Task
What is needed here is an exact copy of every record below.
++++ Given records ++++
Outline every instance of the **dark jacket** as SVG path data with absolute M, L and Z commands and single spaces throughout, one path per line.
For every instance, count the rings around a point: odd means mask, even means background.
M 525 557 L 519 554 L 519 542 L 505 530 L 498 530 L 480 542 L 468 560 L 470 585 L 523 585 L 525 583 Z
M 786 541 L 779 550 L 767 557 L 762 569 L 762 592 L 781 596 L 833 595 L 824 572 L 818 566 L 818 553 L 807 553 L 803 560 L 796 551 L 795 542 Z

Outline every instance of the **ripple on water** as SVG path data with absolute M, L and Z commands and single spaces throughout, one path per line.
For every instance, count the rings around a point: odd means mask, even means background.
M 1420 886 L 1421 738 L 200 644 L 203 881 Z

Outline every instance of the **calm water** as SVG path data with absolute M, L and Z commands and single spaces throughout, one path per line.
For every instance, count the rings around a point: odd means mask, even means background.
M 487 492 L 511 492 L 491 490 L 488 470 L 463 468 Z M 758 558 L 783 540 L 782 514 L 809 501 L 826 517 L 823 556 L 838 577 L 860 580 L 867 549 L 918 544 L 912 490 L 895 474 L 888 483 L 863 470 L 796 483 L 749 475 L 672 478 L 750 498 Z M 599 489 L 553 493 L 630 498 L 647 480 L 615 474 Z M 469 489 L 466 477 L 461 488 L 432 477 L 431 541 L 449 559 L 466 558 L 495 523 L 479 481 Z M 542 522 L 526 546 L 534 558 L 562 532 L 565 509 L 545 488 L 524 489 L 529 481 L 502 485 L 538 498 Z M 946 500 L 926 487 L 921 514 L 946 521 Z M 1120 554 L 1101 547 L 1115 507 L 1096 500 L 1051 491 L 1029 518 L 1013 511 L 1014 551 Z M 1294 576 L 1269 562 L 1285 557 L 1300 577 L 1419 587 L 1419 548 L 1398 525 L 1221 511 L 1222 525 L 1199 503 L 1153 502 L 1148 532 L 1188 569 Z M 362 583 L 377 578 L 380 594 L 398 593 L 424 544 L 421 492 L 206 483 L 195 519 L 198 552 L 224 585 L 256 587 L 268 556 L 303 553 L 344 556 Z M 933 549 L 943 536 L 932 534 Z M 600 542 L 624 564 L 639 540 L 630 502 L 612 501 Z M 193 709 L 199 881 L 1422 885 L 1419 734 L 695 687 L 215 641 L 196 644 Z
++++
Response to this task
Outline every instance of the **dark jacket** as SVG path data with absolute M, L and Z commands and single spaces throughout, one path per line.
For every instance, count the rings around a point: odd means mask, even means background.
M 525 557 L 519 554 L 519 542 L 505 530 L 498 530 L 480 542 L 468 560 L 470 585 L 523 585 L 525 583 Z
M 786 541 L 779 550 L 767 557 L 762 569 L 762 592 L 781 596 L 833 595 L 824 572 L 818 566 L 818 553 L 807 553 L 803 560 L 796 551 L 795 542 Z

Outline every instance of the **ripple on water** as SVG path data with absolute M, L and Z commands and single spaces throughout, one path per line.
For every instance, count the rings around a point: odd means mask, even means background.
M 1420 886 L 1421 738 L 200 644 L 203 881 Z

Outline every instance of the **calm water** as SVG path data with absolute M, L and Z commands and single spaces throughout, one path per line.
For every instance, count the rings around a point: odd means mask, even means background.
M 487 492 L 511 492 L 491 490 L 488 470 L 463 468 Z M 758 558 L 783 540 L 782 514 L 809 501 L 826 517 L 823 556 L 838 577 L 860 580 L 867 549 L 918 544 L 912 490 L 895 474 L 888 483 L 863 470 L 796 483 L 749 475 L 672 478 L 750 498 Z M 599 489 L 553 493 L 630 498 L 647 480 L 615 474 Z M 469 489 L 466 477 L 461 488 L 432 477 L 431 541 L 449 559 L 466 558 L 495 523 L 479 481 Z M 542 522 L 526 546 L 534 558 L 562 532 L 565 509 L 545 488 L 524 489 L 529 481 L 502 485 L 538 498 Z M 946 500 L 926 487 L 921 514 L 946 521 Z M 1120 554 L 1101 547 L 1115 507 L 1096 500 L 1051 491 L 1029 518 L 1013 511 L 1014 551 Z M 1294 576 L 1269 562 L 1285 557 L 1300 577 L 1419 587 L 1419 548 L 1398 525 L 1221 511 L 1222 525 L 1199 503 L 1153 502 L 1148 532 L 1188 569 Z M 362 583 L 377 578 L 380 594 L 398 593 L 424 544 L 421 492 L 206 483 L 195 519 L 198 552 L 224 585 L 256 587 L 268 556 L 303 553 L 344 556 Z M 933 549 L 943 536 L 932 534 Z M 600 542 L 624 564 L 639 540 L 630 502 L 612 501 Z M 193 709 L 199 881 L 1422 885 L 1419 734 L 695 687 L 215 641 L 196 644 Z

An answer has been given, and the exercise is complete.